[Referring expression pointing data]
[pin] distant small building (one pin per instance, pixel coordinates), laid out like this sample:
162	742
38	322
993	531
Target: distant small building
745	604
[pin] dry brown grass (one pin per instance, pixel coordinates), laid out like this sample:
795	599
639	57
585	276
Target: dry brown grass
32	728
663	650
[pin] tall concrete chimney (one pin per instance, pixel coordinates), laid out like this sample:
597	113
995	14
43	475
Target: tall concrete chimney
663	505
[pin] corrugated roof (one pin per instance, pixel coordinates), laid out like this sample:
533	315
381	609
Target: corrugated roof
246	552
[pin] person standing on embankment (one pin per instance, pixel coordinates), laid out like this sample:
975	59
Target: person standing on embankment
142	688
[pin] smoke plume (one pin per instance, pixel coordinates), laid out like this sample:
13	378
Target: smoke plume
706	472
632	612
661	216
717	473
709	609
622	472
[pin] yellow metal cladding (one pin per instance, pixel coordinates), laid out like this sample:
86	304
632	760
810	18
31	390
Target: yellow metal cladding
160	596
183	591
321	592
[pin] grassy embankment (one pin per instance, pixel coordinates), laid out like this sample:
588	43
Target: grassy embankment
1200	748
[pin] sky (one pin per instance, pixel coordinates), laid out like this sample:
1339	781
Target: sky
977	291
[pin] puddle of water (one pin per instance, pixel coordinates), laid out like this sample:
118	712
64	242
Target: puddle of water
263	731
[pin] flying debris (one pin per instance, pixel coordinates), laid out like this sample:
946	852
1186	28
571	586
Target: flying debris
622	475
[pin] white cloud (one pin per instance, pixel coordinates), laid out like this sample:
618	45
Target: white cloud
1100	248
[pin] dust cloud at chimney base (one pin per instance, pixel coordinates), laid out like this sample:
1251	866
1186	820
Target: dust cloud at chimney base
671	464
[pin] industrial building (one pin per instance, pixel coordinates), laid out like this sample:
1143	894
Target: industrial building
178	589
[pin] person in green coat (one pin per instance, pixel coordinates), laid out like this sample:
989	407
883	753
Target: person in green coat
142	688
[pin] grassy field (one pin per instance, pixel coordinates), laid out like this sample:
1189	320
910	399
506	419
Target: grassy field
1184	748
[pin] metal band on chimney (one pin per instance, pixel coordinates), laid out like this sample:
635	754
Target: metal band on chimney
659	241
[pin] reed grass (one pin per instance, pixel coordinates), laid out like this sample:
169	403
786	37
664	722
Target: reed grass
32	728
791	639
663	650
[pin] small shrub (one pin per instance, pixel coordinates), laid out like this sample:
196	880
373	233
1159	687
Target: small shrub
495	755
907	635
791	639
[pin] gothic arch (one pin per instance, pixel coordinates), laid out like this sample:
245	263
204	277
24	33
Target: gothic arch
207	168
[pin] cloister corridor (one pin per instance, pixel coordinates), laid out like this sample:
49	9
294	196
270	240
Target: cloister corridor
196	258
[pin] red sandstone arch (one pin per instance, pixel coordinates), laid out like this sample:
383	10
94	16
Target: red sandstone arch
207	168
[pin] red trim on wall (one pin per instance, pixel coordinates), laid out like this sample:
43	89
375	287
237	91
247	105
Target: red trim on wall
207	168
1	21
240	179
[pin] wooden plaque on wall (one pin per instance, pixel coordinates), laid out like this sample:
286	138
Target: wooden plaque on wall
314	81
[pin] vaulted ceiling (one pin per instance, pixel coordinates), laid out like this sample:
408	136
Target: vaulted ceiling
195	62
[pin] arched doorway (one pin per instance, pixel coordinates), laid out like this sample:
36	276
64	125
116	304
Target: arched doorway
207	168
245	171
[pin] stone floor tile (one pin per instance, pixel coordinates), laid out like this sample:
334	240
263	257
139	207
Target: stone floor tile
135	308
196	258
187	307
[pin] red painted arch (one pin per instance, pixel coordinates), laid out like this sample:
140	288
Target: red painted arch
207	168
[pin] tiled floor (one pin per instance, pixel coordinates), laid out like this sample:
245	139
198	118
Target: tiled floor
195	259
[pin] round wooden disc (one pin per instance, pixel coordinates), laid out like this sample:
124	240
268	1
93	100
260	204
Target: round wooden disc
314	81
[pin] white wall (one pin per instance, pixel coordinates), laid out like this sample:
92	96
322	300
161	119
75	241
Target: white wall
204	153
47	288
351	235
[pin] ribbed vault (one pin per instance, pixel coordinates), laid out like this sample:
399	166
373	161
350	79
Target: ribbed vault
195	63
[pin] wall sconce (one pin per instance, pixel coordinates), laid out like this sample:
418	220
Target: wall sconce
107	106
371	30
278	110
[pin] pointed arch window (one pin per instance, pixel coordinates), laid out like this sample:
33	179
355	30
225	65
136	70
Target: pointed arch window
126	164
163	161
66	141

__HOW TO COMPLETE THIS TASK__. Transcribe every entry word for word.

__WRITTEN REPLY__.
[pin] distant small building (one pin per instance, pixel coordinates), laid out like this sample:
162	742
38	322
993	531
Target: distant small building
745	604
[pin] dry brown grass (one pin per instance, pixel coordinates), laid out like this sample:
795	599
639	57
585	276
Target: dry brown grass
32	728
663	650
[pin] tall concrete chimney (one pin per instance, pixel coordinates), laid out like this sample:
597	113
995	14
43	475
Target: tall concrete chimney
663	505
[pin] corrugated roof (one pin per instance, pixel coordinates), laid out like this sample:
533	315
381	609
Target: corrugated roof
246	552
[pin] person standing on embankment (one pin per instance, pixel coordinates), laid out like this sample:
975	59
Target: person standing on embankment
142	688
[pin] smoke plume (one pin per instance, pixel coordinates), laid out like this sample:
13	378
Target: smoke plume
706	472
632	612
661	216
717	473
709	609
622	472
[pin] yellow metal cladding (one pin per instance, pixel coordinates), laid out like this sample:
86	304
632	760
810	18
31	390
Target: yellow metal cladding
160	596
183	591
321	592
[pin] grassy embankment (one pin per instance, pixel coordinates), laid out like this sample:
588	43
Target: grassy embankment
1200	748
[pin] sky (one pin per instance, pixel coordinates), laid out like this sample:
1339	781
Target: sky
977	291
[pin] puddle of water (one pin per instance, pixel coordinates), laid out like this sample:
118	712
64	242
Target: puddle of water
263	731
[pin] flying debris (one pin per instance, pixel coordinates), laid out like this sample:
946	852
1186	28
571	586
Target: flying debris
622	475
[pin] white cloud (one pin per instance, pixel coordinates), laid out like this sample:
618	45
Target: white cloud
1100	248
[pin] dust cloud at chimney base (one pin per instance, pixel coordinates), laid out like this sample:
1251	866
1186	820
Target: dust cloud at chimney base
671	464
[pin] industrial building (one pin per instance, pixel coordinates), laid out like this sample:
1143	894
Target: industrial building
178	589
[pin] person in green coat (one pin per instance, pixel coordinates), laid out like this sample:
989	407
883	753
Target: person in green coat
142	688
[pin] grassy field (one pin per instance, pixel coordinates), laid out like this sample:
1189	320
910	399
506	419
Target: grassy field
1184	748
[pin] metal band on chimney (one pin per instance, pixel coordinates), laid out like this sample:
635	754
Target: metal band on chimney
659	241
[pin] reed grass (one pin per instance, pixel coordinates), laid out like this sample:
169	403
786	37
664	722
Target: reed grass
32	728
791	639
663	650
[pin] small shrub (one pin per instance, pixel coordinates), laid out like this sample:
196	880
373	233
1159	687
Target: small shrub
495	755
907	635
791	639
[pin] gothic arch (one pin per instance, pixel coordinates), laid out like this sample:
245	263
204	277
24	33
Target: gothic arch
207	168
[pin] cloister corridor (one pin per instance, pixel coordinates), laid out like this sample:
49	9
294	196
270	240
Target: cloister corridor
196	258
[pin] red sandstone arch (one pin per instance, pixel coordinates), laid out like this sample:
383	10
94	16
Target: red sandstone arch
207	168
[pin] red trim on wall (one pin per instance, pixel coordinates), laid out like this sample:
43	89
375	287
237	91
247	105
Target: red trim on wall
207	168
1	21
240	179
[pin] wooden plaque on wall (one pin per instance, pixel coordinates), laid out like this sample:
286	138
Target: wooden plaque on wall
314	81
[pin] vaulted ceiling (one pin per instance, pixel coordinates), laid out like this sample:
408	136
Target: vaulted ceiling
195	62
[pin] arched doorway (one pin per instance, pixel coordinates), laid out like this sample:
36	276
64	125
116	304
Target: arched doorway
207	168
245	171
[pin] stone floor tile (one pin per instance, pixel coordinates), laid out like this sample:
334	240
263	257
139	207
Target: stone floor tile
135	308
196	258
187	307
[pin] red painted arch (one pin per instance, pixel coordinates), laid out like this sample:
140	288
Target: red painted arch
207	168
[pin] tiled floor (one pin per instance, pixel coordinates), laid out like this sample:
245	139
198	118
Target: tiled floor
195	259
[pin] round wooden disc (one pin per instance, pixel coordinates), laid out like this sample:
124	240
268	1
93	100
260	204
Target: round wooden disc
314	81
[pin] white wall (one pin per instance, pixel coordinates), laid out like this sample:
92	96
322	300
161	119
75	241
Target: white wall
204	153
47	288
351	235
[pin] ribbed vault (one pin per instance, pixel coordinates), laid out like this sample:
399	166
373	161
350	79
Target: ribbed vault
195	63
[pin] wall sconce (one pin per instance, pixel coordinates), laid out like this sample:
418	220
Target: wall sconce
107	106
371	30
278	110
[pin] pointed arch window (one pin per instance, pixel coordinates), laid out like this sample:
33	179
355	30
225	65
136	70
Target: pointed arch window
126	164
163	161
66	141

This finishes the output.